KUTIPAN HALAMAN:
..............................
Hidayatullah.com–Sampai belum lama ini, kesibukan di perkebunan pisang Ekuador seperti tidak ada hentinya, menandakan komoditas pertanian itu laku keras. Namun beberapa pekan belakangan, peperangan membungkam kesibukan bisnis pisang itu. Bukan perang di negara Amerika Selatan itu atau di tetangganya, melainkan di seberang samudera di belahan bumi lain, perang antara Rusia dan Ukraina.
Ekuador adalah eksportir pisang terbesar dunia. Sekarang, akibat perang di Ukraina, hasil panen pisang hanya menumpuk tidak jauh dari tempat mereka tumbuh.
“Satu dari setiap lima pisang yang diproduksi di Ekuador dikirim ke Ukraina dan Rusia,” kata Franklin Torres, presiden federasi produsen pisang Ekuador FENABE.
“Oleh karena itu perang ini benar-benar mempengaruho kami,” ujarnya seperti dikutip AFP Senin (4/4/2022).
Sebagian besar pisang itu dibawa ke Rusia, di mana penjualan pisang mendatangkan devisa $698 juta setahun bagi Ekuador, yang biasanya mengirimkan hampir dua juta kotak pisang ke negara-negara di kawasan Eropa Timur setiap pekan.
Namun, karena sanksi transportasi internasional atas invasinya ke Ukraina, Rusia tidak menerima kargo pisangnya.
..............................
DATA MASUKAN:
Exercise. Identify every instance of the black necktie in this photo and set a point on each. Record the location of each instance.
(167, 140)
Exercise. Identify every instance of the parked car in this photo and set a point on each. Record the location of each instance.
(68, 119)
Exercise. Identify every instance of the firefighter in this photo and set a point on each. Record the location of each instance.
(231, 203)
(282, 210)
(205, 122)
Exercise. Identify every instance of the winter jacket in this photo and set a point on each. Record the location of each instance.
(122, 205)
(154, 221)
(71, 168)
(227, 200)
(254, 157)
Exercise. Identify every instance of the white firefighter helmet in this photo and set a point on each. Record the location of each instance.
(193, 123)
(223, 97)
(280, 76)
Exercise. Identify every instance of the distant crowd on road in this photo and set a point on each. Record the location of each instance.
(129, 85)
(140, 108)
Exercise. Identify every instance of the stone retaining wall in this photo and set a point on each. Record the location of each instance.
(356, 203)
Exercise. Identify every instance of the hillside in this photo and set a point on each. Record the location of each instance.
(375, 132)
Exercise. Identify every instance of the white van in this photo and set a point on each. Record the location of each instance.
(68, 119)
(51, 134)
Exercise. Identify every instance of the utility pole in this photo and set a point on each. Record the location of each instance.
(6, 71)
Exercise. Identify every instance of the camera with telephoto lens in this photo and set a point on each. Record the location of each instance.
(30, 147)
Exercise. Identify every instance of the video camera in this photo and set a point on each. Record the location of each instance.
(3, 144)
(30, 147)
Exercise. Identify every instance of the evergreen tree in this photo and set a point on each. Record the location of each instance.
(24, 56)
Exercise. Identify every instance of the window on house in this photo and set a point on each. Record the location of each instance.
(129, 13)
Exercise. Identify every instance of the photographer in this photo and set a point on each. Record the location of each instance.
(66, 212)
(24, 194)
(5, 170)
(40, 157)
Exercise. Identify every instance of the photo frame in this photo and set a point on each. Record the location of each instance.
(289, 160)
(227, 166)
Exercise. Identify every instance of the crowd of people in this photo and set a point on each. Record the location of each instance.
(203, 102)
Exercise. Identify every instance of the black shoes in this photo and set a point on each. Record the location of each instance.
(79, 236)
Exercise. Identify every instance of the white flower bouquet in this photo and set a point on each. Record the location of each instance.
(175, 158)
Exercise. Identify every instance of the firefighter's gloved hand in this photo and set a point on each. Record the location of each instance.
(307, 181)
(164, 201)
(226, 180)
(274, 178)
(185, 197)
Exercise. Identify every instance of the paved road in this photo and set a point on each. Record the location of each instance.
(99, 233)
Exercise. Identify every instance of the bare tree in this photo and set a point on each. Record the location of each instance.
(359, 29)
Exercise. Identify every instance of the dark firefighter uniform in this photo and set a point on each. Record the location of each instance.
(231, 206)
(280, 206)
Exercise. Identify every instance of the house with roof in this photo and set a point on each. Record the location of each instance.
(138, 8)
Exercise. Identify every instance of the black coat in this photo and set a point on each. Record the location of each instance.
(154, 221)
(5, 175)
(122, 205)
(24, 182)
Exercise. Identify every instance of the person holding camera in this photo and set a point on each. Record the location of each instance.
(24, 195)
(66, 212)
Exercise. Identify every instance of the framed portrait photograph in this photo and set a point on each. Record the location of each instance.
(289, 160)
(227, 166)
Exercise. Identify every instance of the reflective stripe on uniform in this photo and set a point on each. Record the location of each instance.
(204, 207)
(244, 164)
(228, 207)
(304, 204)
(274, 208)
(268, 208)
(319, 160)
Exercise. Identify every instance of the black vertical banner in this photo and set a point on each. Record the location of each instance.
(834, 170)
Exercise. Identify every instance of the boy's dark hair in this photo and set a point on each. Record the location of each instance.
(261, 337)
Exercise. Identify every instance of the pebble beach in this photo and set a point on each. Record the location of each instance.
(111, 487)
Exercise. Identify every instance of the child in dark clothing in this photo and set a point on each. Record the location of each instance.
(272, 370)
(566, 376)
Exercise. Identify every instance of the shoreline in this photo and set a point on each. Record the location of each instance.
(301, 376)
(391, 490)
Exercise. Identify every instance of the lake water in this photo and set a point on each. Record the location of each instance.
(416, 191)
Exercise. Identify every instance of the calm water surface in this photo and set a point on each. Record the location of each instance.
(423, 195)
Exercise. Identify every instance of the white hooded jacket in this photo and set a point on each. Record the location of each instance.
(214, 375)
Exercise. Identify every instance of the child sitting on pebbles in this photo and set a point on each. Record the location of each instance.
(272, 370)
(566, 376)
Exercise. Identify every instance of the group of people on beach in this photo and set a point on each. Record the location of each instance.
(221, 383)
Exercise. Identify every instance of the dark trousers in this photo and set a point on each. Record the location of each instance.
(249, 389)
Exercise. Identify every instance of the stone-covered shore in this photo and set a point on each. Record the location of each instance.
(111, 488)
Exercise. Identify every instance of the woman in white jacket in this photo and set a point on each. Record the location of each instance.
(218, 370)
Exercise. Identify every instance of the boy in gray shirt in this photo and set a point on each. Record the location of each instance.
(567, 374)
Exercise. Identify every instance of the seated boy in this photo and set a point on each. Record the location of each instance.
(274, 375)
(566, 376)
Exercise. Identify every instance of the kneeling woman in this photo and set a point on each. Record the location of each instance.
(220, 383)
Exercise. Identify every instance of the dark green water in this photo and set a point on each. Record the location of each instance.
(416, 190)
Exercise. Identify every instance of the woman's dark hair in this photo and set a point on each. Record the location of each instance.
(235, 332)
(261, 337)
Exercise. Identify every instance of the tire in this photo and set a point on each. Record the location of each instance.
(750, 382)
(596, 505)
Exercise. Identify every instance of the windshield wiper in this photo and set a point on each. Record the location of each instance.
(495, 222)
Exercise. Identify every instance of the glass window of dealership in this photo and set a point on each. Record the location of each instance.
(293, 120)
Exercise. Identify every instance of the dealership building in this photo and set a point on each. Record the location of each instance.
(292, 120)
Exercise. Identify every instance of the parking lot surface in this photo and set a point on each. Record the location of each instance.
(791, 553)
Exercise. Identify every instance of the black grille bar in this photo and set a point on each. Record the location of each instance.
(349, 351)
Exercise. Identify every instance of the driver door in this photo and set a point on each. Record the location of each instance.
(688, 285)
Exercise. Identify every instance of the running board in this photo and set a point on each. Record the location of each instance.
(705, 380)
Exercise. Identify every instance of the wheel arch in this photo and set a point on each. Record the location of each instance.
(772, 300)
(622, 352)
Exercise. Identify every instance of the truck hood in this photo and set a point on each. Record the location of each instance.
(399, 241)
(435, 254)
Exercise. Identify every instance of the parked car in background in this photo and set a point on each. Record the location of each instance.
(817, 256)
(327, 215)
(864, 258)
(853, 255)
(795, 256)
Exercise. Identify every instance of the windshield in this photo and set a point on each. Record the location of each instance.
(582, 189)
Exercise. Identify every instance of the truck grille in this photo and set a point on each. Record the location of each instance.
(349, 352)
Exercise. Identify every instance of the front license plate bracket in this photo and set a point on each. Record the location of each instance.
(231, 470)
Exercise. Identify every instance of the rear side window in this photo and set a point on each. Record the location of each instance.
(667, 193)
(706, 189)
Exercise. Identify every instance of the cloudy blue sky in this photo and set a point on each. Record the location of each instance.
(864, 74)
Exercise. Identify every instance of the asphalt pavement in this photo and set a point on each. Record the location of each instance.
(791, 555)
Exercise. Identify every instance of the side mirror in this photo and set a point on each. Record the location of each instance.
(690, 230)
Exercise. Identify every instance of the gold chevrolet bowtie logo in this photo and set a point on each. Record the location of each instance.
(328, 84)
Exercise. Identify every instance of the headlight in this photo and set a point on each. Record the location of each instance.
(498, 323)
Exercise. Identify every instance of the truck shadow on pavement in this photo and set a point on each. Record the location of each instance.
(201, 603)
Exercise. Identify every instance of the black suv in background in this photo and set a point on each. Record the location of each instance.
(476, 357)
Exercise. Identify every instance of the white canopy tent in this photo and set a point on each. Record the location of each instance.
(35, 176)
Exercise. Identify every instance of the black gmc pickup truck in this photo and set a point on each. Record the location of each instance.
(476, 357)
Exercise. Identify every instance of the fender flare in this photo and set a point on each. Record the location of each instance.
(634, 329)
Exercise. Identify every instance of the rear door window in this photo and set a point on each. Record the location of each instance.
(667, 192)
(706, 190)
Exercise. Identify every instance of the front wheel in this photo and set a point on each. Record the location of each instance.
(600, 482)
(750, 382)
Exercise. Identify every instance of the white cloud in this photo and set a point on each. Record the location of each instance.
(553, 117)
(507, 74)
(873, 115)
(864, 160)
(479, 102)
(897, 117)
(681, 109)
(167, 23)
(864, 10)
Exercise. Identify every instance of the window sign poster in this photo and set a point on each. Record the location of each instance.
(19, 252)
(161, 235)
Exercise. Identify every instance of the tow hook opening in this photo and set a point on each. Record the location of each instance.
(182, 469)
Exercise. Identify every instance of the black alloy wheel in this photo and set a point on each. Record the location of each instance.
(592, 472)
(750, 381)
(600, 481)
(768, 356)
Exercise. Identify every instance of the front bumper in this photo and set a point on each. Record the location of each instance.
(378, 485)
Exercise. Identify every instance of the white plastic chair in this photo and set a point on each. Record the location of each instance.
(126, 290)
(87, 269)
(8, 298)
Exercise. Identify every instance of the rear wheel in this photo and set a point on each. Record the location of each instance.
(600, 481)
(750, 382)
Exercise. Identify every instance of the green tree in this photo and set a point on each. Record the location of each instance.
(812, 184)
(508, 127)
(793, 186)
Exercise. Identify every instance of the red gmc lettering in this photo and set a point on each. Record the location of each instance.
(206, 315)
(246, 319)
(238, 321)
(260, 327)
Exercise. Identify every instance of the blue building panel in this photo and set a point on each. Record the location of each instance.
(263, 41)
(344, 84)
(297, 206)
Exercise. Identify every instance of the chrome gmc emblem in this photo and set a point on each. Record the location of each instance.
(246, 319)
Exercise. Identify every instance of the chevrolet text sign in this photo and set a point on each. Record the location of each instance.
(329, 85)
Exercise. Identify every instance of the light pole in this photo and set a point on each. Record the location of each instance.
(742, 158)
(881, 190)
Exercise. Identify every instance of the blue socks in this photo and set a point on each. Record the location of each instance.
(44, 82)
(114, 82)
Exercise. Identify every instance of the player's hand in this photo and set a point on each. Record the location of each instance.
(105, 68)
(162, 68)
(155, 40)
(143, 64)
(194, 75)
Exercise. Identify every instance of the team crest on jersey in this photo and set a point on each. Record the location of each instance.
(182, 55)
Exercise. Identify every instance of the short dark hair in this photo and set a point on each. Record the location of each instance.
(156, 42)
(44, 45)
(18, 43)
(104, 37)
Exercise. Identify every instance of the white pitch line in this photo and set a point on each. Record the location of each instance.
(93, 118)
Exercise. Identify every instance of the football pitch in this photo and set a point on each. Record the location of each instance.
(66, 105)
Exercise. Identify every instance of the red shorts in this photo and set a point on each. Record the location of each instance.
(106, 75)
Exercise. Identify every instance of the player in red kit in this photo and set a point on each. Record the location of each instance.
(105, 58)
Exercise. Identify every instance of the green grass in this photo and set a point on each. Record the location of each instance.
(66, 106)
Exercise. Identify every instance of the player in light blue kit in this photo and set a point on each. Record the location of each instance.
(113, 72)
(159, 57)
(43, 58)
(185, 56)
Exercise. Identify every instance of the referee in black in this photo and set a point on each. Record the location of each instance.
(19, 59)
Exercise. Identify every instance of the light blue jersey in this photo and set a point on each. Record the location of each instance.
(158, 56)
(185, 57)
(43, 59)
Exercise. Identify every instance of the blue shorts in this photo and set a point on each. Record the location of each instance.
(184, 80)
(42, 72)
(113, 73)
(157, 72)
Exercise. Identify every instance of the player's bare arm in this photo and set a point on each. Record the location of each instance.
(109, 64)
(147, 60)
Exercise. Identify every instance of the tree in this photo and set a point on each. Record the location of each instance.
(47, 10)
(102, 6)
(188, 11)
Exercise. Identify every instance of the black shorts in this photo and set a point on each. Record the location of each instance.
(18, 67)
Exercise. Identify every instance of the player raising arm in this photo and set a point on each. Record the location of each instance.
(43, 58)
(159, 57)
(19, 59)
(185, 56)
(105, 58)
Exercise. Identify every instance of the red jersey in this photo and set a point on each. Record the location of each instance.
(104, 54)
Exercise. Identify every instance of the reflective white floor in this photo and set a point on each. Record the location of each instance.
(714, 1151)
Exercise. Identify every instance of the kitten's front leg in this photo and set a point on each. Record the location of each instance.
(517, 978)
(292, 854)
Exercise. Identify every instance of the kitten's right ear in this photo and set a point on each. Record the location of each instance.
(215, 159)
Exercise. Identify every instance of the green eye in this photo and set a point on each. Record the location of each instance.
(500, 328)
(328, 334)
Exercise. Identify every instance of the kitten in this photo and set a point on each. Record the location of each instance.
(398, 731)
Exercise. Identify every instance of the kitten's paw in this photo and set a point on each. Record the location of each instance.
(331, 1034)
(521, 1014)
..............................
TUGAS DIKERJAKAN:
- A) Ganti "eksportir" dengan "pengekspor" pada bagian artikel tentang pisang Ekuador mulai dari "Ekuador adalah eksportir" hingga dan termasuk "pisang Ekuador FENABE.", lalu tuliskan ulang bagian itu.
- B) Kembalikan setiap baris daftar yang memuat kata "crowd".
Artikel dan daftar di atas adalah bahan yang terpisah satu sama lain.

PEMBAHASAN JAWABAN:
- A)
Ekuador adalah pengekspor pisang terbesar dunia. Sekarang, akibat perang di Ukraina, hasil panen pisang hanya menumpuk tidak jauh dari tempat mereka tumbuh.
“Satu dari setiap lima pisang yang diproduksi di Ekuador dikirim ke Ukraina dan Rusia,” kata Franklin Torres, presiden federasi produsen pisang Ekuador FENABE.

- B)
Exercise. Identify every instance of the distant crowd on road in this photo and set a point on each. Record the location of each instance.
Exercise. Identify every instance of the crowd of people in this photo and set a point on each. Record the location of each instance.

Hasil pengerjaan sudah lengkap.